• **Actions to take**:
1. From the column on Van Wagenen and the Mets, extract the passage starting with "It took two" and going on through "amount of money.".
2. Continue the column on Van Wagenen and the Mets, writing what comes after its final sentence.

• **Text**:
Four months ago, Van Wagenen was attacking the Mets. He threatened them at the All-Star Game saying they should either sign his prized client, ace Jacob deGrom, to a long-term contract or trade him.
Now, here we are on Halloween Eve, and Van Wagenen is overseeing the entire Mets organization.
Pardon our confusion.
It took two questions into the press conference to ask about deGrom. Van Wagenen was responsible for getting deGrom the most possible money he could from the Mets just 24 hours ago, and now he’s responsible for getting deGrom to sign for the cheapest amount of money.
The Mets have a huge advantage at the negotiating table now. CAA represents seven Mets players on their 25-man roster, and Van Wagenen knows everything about his former clients. He knows whether they really want to stay in New York or not. He knows the intimate deals of their health issues. Most important, there can be no more bluffing, because he knows exactly what it’ll take for them to sign a long-term contract.
This is the conflict that has agents infuriated, players curious and union chief executive Tony Clark concerned, saying several players have already reached out to him.
“If someone made a commitment to a player saying I care about your interests, and then took all that information to work for a team and used that to negotiate against me,’’ agent Scott Boras said, “I would be very upset. I would never violate the trust that I have with any player.’’
Jeff Wilpon, Mets chief operating officer, insists there will be no conflict, saying Van Wagenen not only divested himself of all interests of CAA, but that he’ll be excused in negotiating with any of his former players.
Sure, and we’re supposed to believe that at no time, not now or ever, will Wilpon or anyone else in the Mets front office casually ask Van Wagenen, “Hey, what’s your best-guess on just what deGrom is willing to take to keep him in the organization before he hits free agency in two years?”
You really think Van Wagenen won’t spill his guts, or let Wilpon know whether deGrom ever complained about a sore elbow or shoulder, or that perhaps he’s willing to take less than the Mets envision since he’s more worried about financial security than setting contract records?
“Jacob deGrom clearly has established himself as the best pitcher in baseball,” Van Wagenen said at his press conference. “I believe Jacob deGrom is an incredible talent and I hope to keep him for a long time.’’
The New York Mets are proud to announce the signing of Jacob deGrom to a contract extension in 3…2…1.
It’s this potential conflict that has every CAA marquee client under siege, with agents from every part of the country trying to steal them away from CAA, saying they can’t possibly get fair representation with their chief crossing enemy lines.

• **Entries supplied**:
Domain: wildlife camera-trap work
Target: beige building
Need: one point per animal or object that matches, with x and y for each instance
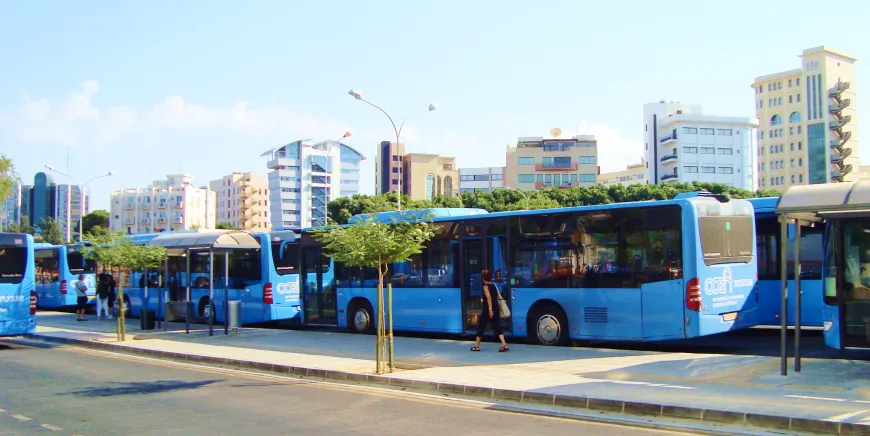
(166, 205)
(631, 175)
(430, 175)
(536, 162)
(243, 201)
(808, 127)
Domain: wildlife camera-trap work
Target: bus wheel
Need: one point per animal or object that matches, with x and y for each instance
(548, 325)
(363, 320)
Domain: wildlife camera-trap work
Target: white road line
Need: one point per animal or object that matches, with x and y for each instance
(840, 400)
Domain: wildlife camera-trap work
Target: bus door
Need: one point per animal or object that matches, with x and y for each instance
(319, 301)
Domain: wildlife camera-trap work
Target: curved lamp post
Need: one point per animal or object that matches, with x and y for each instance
(397, 130)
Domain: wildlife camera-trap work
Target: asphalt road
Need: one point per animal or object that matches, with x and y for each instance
(65, 390)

• **Results in order**:
1.
It took two questions into the press conference to ask about deGrom. Van Wagenen was responsible for getting deGrom the most possible money he could from the Mets just 24 hours ago, and now he’s responsible for getting deGrom to sign for the cheapest amount of money.

2.
One day, he’s an agent widely praised by his peers for getting that $110 million contract from the Mets for injured outfielder Yoenis Cespedes, and the next, he’s the GM who’s responsible for the Mets having one of the worst contracts in the game?
So, is Cespedes supposed to make Van Wagenen feeling awfully proud or awfully stupid?
Perhaps it’s unfair to presume that Van Wagenen’s former clients playing for non-Mets teams will also be at a disadvantage at the negotiating table, but, hey, Van Wagenen works for the other side now, and it’s open season on that proprietary information.
And, oh, yes, now that he’ll be in New York full-time, how long will it take for MLB Commissioner Rob Manfred to enlist Van Wagenen’s assistance at the negotiating table when they begin talks for their next collective bargaining agreement?
Well, all we know for sure is that the Mets’ front office will be the greatest show in the game, and under more scrutiny than perhaps any team in the game.
Van Wagenen realizes there will be plenty of enemies out there, whether it’s his former peers who resent him out of jealousy, loathe him from their days of competing against one another, or management officials who resent him for getting the job without experience.
He was awfully shrewd in his first remarks thanking his predecessor and role model, Sandy Alderson, warming the hearts of the old-school fraternity by announcing he would be hiring more scouts and developmental people while also increasing their analytic staff, and telling the players they should be celebrated.
He made sure Mets fans were elated, too, announcing there will be no tear-down in Queens, with hopes of playing until late October.
“We will win now,’’ Van Wagenen said. “We will win in the future. We will deliver a team this fanbase and this city can be proud of.’’
The opening show is over now.
It’s time for the reality series.
We can’t wait.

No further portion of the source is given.